TASK SET »
1. Transcribe the part of the Singgasana Brama Kumbara entry from "Original release" to "March 4, 1995.".
2. Answer these questions from the Singgasana Brama Kumbara entry:
(a) Who directed the series?
(b) How many episodes does it have?
(c) What radio series is it adapted from?
3. What genres does the Singgasana Brama Kumbara entry list for the series?

- Genre: Action History War
- Created by: ANTV & PT. Menaragading Citraperkasa
- Written by: Imam Tantowi
- Screenplay by: Imam Tantowi
- Story by: Niki Kosasih
- Directed by: Denny HW
- Starring: Anto Wijaya Shahnaz Haque Murti sari Dewi Viona Rosalina Fitria Anwar Agus Kuncoro Adjie Pangestu
- Country of origin: Indonesia
- Original language: Bahasa Indonesia
- No. of seasons: 1
- No. of episodes: 47

Production
- Producer: Budhi Sutrisno
- Running time: 60 minutes
- Production company: PT. Menaragading Citraperkasa

Original release
- Network: ANTV
- Release: March 4, 1995 – November 20, 1996

Related
- Kaca Benggala; Tutur Tinular;

= Singgasana Brama Kumbara =

Singgasana Brama Kumbara (Throne of Brama Kumbara) is an Indonesian historical-drama television series, produced by PT. Menaragading Citraperkasa (now Genta Buana Paramita). It is an adaptation of a popular radio series called "Saur Sepuh" with some changes in the plot. It was first aired on ANTV on March 4, 1995.

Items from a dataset

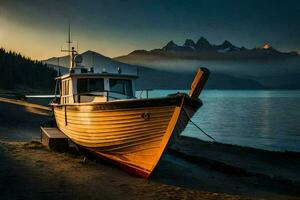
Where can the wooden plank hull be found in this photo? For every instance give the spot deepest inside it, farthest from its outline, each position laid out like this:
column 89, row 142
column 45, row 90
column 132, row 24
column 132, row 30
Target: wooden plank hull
column 131, row 133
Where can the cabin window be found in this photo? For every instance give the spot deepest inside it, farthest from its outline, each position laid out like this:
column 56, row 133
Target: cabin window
column 121, row 86
column 85, row 85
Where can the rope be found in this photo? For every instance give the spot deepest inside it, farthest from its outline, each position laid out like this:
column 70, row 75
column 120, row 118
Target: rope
column 198, row 126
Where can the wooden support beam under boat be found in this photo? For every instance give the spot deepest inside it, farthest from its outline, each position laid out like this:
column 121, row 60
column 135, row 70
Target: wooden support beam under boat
column 199, row 82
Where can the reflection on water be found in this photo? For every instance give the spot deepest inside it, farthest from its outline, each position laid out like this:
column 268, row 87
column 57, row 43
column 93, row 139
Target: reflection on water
column 262, row 119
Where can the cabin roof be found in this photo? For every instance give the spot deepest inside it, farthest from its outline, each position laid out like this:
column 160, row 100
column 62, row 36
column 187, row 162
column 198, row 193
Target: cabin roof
column 97, row 75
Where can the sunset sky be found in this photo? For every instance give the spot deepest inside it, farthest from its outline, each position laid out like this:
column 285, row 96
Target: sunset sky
column 38, row 29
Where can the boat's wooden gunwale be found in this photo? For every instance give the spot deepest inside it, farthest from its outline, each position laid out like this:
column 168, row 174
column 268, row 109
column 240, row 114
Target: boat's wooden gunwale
column 109, row 121
column 100, row 137
column 96, row 124
column 127, row 128
column 119, row 141
column 112, row 133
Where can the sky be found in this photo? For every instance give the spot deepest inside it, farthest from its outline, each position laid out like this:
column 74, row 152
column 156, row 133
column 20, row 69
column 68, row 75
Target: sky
column 38, row 28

ANSWERS TO THE EXERCISE »
1.
Original release
- Network: ANTV
- Release: March 4, 1995 – November 20, 1996

Related
- Kaca Benggala; Tutur Tinular;

= Singgasana Brama Kumbara =

Singgasana Brama Kumbara (Throne of Brama Kumbara) is an Indonesian historical-drama television series, produced by PT. Menaragading Citraperkasa (now Genta Buana Paramita). It is an adaptation of a popular radio series called "Saur Sepuh" with some changes in the plot. It was first aired on ANTV on March 4, 1995.

2.
(a) Denny HW
(b) 47
(c) Saur Sepuh

3. Action, History, War